_Directions for this task_: Rewrite everything from the start of the records down to the line containing "63 105 L 73", changing "orange" to "red" and keeping all else the same.

_Collected data entries_:
+---+

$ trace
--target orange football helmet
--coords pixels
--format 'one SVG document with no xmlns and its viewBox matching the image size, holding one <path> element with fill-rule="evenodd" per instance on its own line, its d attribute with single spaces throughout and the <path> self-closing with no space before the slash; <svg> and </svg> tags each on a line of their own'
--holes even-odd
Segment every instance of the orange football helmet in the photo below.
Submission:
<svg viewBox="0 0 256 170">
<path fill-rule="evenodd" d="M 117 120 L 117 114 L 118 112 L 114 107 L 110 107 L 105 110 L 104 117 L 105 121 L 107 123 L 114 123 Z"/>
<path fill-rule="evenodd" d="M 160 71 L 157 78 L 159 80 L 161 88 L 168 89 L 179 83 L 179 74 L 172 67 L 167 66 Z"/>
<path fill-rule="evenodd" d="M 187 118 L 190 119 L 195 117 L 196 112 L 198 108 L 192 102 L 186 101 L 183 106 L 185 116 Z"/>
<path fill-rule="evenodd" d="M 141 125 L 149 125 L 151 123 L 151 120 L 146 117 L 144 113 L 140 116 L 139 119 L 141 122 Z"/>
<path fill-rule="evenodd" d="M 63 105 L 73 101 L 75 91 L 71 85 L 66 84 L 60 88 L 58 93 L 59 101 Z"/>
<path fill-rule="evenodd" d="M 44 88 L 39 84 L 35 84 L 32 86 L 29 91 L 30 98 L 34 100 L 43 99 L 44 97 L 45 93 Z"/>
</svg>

+---+

_The answer_:
$ trace
--target red football helmet
--coords pixels
--format 'one SVG document with no xmlns and its viewBox matching the image size, holding one <path> element with fill-rule="evenodd" per instance on its own line, its d attribute with single spaces throughout and the <path> self-closing with no space before the slash; <svg> and </svg> tags each on a line of their own'
--holes even-odd
Segment every instance of the red football helmet in the photo below.
Submission:
<svg viewBox="0 0 256 170">
<path fill-rule="evenodd" d="M 117 120 L 117 114 L 118 112 L 114 107 L 110 107 L 105 110 L 104 117 L 105 121 L 107 123 L 114 123 Z"/>
<path fill-rule="evenodd" d="M 160 71 L 157 78 L 159 80 L 161 88 L 168 89 L 179 83 L 179 74 L 172 67 L 167 66 Z"/>
<path fill-rule="evenodd" d="M 187 118 L 190 119 L 195 117 L 196 112 L 198 108 L 192 102 L 186 101 L 183 106 L 185 116 Z"/>
<path fill-rule="evenodd" d="M 141 125 L 149 125 L 151 123 L 151 120 L 146 117 L 144 113 L 140 116 L 139 119 L 141 122 Z"/>
<path fill-rule="evenodd" d="M 63 105 L 73 101 L 75 91 L 71 85 L 66 84 L 60 88 L 58 93 L 59 101 Z"/>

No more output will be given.